_CHALLENGES_
1. List every person named in the three sections of the cricket match report that follow the photo caption.
2. Using the cricket match report, decide whether each statement agrees with it. Answer yes or no for each, and quote the words that decide it.
(a) Nannes's first over of the chase lasted nine balls.
(b) Hussey was out for 100.
(c) Dhoni hit his first ball from Narine for four.
3. Carry on the report about the Chennai Super Kings and Kolkata Knight Riders match from its last sentence.

_EXTRACTED TEXT_
Nannes' marathon over

The Plays of the Day from the IPL match between Chennai Super Kings and Kolkata Knight Riders in Chennai

Sidharth Monga
Sidharth Monga
28-Apr-2013
Dirk Nannes was all over the place in his first over  •  BCCI

Dirk Nannes was all over the place in his first over  •  BCCI

The byes
This is one of the rare instances in any cricket. Dirk Nannes bounds in, bowls short of a length, beats the pull, hits the top of off. Four runs to the batting side. That's because this was a free hit, and the ricochet bounced over the cordon for four byes.
The over
Marlon Samuels can finish his T20 full spells in the time it took Nannes to bowl the first over of the chase. He began with a wide down the leg side that MS Dhoni failed to collect, followed by a front-foot no-ball. The free hit hit the bails and went for four byes. One legal ball, 10 conceded, none off the bat. Three uneventful deliveries later, Nannes bowled another wide. The nine-ball over went for 18. Only six of them came off the bat.
The field
Kolkata Knight Riders were taken to the cleaners by Michael Hussey, but Gautam Gambhir showed he is an optimistic soul with the field he welcomed the new batsman with after finally getting Hussey out for 95. It was the 16th over, and Chennai Super Kings were 158 for 2, but Dhoni walked out to face Sunil Narine with a slip and a silly mid-off. Dhoni played out a dot, which he would have probably done anyway considering it was the last ball of Narine's quota.

_Dataset entries_
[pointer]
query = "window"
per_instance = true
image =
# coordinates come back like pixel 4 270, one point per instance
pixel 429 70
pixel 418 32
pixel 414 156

_TASK-BY-TASK ANSWERS_
1. Dirk Nannes, Marlon Samuels, MS Dhoni, Michael Hussey, Gautam Gambhir, Sunil Narine

2.
(a) Yes: "The nine-ball over went for 18."
(b) No: "finally getting Hussey out for 95."
(c) No: "Dhoni played out a dot"

3.
The shot
In the 13th over of the Super Kings innings, Hussey went down on a knee to sweep, and Rajat Bhatia changed the delivery to bowl wide outside off. However, despite the premeditation, Hussey had enough time to change the shot, and drive it square, between point and cover-point for four. Hussey tried the sweep off the next ball too, Bhatia bowled wide and full again, but this time Hussey couldn't recover in time, and could get just the single off the full toss.
The wide that wasn't
In the 18th over of the first innings, with Dhoni's killer intent obvious to all, L Balaji bowled a perfect wide yorker, which swung in a touch, and bounced inside the white guide line for a wide. This being a batsman's game, though, Simon Taufel penalised him for it by calling it a wide. Balaji responded with a trademark grin, but he must have hurt inside. That was not the total cost of the call; the compensatory delivery, the seventh of the over, went for the first four of that over, ruining an otherwise good over.
The run-out that wasn't
Three balls after missing Jacques Kallis' stumping, MS Dhoni pulled off what should have been a spectacular run-out. Manvinder Bisla was taking it easy when Dhoni deflected a wide throw - with his back to the stumps - onto the stumps. The replays showed Bisla's bat was clearly in the air. Everyone agreed, but the third umpire C Shamsuddin, who saw hundreds of replays before ruling it not-out. One for those who knock Super Kings for the umpiring calls going their way.